PEDIDO A:
Segundo o texto sobre os desvarios de Bolsonaro, por que Bolsonaro demitiu Mandetta?
PEDIDO B:
Retome o texto sobre os desvarios de Bolsonaro a partir da última frase apresentada.

TEXTO FORNECIDO:
>>>

Os desvarios de Bolsonaro.
Atualizado: 25 de Abr de 2020
Hoje é um dia histórico.
É, ou o começo do fim do governo Bolsonaro, se as instituições estiverem sólidas, ou o início de um período temerário para nossas liberdades.
Bolsonaro nunca teve visão de futuro.
É um populista típico.
Fala o que a massa ignorante, preconceituosa, tacanha, da elite e do povo, porque existem imbecis em todas as classes sociais, querem ouvir.
Mas o Palácio ensurdece.
Então o presidente está sem retorno em seu palco.
Está isolado.
É um rei trancado em seu castelo, que acredita que o poder absoluto vai salvá-lo.
Não vai.
É um rei porque acredita - como seu par americano - que o cargo de presidente da república lhe confere poder absoluto.
Trump acha que pode tudo porque é um empresário.
Imagina que o presidente é como um CEO que pode fazer o que bem entender com sua empresa, a América.
Bolsonaro acha que pode tudo porque é um militar. Imagina que o presidente é como um general que pode reger suas tropas a seu bel prazer.
Não podem.
Não podem porque a democracia, ao contrário de uma empresa, ou uma corporação militar precisa de um constante equilíbrio de forças para sobreviver.
Tanto entre poderes como entre os membros do governo.
Exatamente o oposto do que acontece numa empresa ou num quartel.
Bolsonaro não entende isso porque nunca foi um democrata.
Bolsonaro demitiu Mandetta porque considera que sua opinião é mais importante do que a da OMS.
Bolsonaro deixou Moro sair porque considera que a PF se subordina a ele.
Bolsonaro se indispôs com Rodrigo Maia e com Alcolumbre porque considera que o Congresso e o Senado devem servir ao Executivo.
Bolsonaro confronta o STF porque considera que os ministros estão ali para validar suas decisões de legalidade duvidosa.
Assim, se isolou.
Seu discurso de hoje à tarde é difícil de comentar, porque foram dois.
Um de improviso e um escrito.
Levou um discurso escrito, provavelmente por alguém que compreende o risco de deixá-lo falar de improviso num momento tão grave.
E é um momento gravíssimo porque, ao perder Moro, Bolsonaro se isola também de boa parte de seu eleitorado.
Escrevi aqui que Mandetta saiu rindo porque sabe que a bomba do coronavírus não vai explodir em sua mão.

<<<

ENTRADAS EXTRAÍDAS:
>>>

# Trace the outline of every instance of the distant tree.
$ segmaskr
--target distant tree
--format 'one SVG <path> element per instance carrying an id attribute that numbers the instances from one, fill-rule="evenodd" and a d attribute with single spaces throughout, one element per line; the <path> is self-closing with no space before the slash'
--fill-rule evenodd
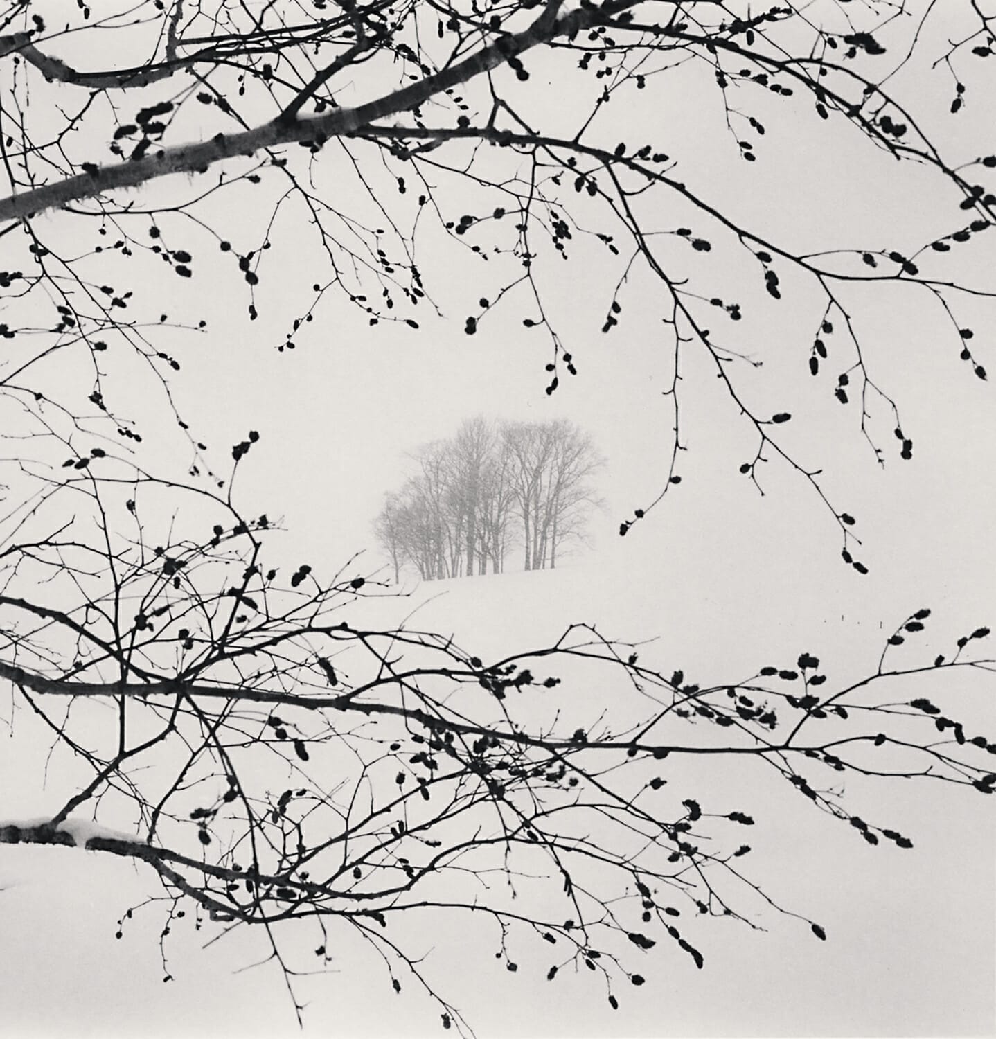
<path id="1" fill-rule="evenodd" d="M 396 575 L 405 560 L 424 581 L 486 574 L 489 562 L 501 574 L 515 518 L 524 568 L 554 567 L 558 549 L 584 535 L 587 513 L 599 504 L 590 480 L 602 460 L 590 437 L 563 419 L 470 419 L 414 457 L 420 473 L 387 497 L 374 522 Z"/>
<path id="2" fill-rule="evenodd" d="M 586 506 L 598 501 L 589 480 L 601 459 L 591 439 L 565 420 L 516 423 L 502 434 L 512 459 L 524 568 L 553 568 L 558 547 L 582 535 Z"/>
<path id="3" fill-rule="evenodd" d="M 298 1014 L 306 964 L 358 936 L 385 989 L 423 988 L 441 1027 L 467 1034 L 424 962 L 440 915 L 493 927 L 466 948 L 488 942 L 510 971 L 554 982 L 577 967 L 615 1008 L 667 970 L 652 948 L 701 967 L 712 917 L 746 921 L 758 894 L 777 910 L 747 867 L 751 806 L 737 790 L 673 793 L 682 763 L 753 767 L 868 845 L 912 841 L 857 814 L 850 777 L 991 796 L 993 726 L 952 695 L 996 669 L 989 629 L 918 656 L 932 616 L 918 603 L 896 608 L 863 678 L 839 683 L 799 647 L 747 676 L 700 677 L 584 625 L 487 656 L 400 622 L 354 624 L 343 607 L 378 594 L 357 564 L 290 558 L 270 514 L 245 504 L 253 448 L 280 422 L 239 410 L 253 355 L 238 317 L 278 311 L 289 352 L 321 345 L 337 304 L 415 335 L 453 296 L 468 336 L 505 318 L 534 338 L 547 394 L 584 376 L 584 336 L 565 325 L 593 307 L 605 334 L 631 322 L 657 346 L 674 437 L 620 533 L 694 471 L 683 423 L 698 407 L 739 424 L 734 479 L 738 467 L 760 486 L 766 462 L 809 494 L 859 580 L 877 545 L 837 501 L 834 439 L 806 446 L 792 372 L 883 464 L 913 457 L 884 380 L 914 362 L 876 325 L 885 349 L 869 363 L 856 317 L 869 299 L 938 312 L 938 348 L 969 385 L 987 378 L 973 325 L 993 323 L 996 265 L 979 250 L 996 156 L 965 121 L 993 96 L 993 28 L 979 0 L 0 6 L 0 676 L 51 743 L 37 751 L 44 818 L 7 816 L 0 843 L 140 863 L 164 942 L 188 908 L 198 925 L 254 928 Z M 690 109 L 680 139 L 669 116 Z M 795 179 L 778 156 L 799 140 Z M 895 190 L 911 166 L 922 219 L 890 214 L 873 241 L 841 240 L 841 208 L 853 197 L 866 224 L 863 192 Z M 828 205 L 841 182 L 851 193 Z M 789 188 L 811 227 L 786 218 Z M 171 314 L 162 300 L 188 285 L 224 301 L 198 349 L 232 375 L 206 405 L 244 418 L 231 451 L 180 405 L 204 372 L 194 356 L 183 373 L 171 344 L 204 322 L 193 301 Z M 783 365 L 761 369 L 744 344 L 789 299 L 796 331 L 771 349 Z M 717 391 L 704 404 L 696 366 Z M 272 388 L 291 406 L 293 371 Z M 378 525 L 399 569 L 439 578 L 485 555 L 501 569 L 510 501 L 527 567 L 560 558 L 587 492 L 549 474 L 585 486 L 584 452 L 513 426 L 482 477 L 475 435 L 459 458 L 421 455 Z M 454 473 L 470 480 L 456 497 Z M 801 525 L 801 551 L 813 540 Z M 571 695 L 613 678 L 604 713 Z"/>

<<<

RESULTADO DO EXERCÍCIO A:
Porque considera que sua opinião é mais importante do que a da OMS.

RESULTADO DO EXERCÍCIO B:
Moro sai aliviado porque sabe que a bomba das investigações contra a família presidencial não vai explodir na sua.
O redator do discurso penteou o texto para endereçar esses riscos.
Só que, como é rei, Bolsonaro decidiu improvisar antes de ler.
E ao fazê-lo, mostrou sua incapacidade absoluta de compreender o momento, de entender o que é democracia e de primariamente concatenar ideias.
Sua fala de improviso é a redação de um vestibulando medíocre.
Escorregou ao acaso por assuntos diversos, numa retórica que desafia a compreensão.
Mas eu vou tentar.
Começou acusando Moro de egocêntrico, a mesma acusação que fez a Mandetta.
Como bom militar, Bolsonaro não permite que subordinados tenham ideias próprias e chama isso de egocentrismo.
Em seguida, passou a defender a saída do diretor da PF porque priorizou investigações sobre o assassinato de Marielle e não a facada que ele recebeu.
Ao mesmo tempo que alega ser um cidadão comum, esperava prioridade em seu caso.
Cortina de fumaça evidente, para não assumir que sua preocupação é com as investigações contra sua família.
Mas não parou aí.
Porque Moro deixa o ministério e passa automaticamente a ser seu maior rival nas eleições de 2022.
Então prosseguiu seu improviso num misto entre expor o que realizou até hoje, como desligar o aquecedor da piscina olímpica do Planalto, até o quanto agiu para melhorar o INMETRO.
Exemplos vazios, que mostram como é um político limitado.
Se não fosse, não teria sido baixo clero em toda sua vida política.
Seguiu, para desqualificar o novo desafeto político, acusando Moro de ter atrelado a demissão do diretor da PF a uma indicação ao STF.
Uma acusação que, mesmo se for verdade, é leviana.
E difícil de acreditar.
Difícil acreditar que Moro fosse usar uma moeda de troca tão barata quanto o cargo do diretor da PF para um cargo no Supremo.
No improviso, o que parece é que Bolsonaro tenha tentado se valer do boato que Moro almeje o STF como se diz desde que assumiu o ministério.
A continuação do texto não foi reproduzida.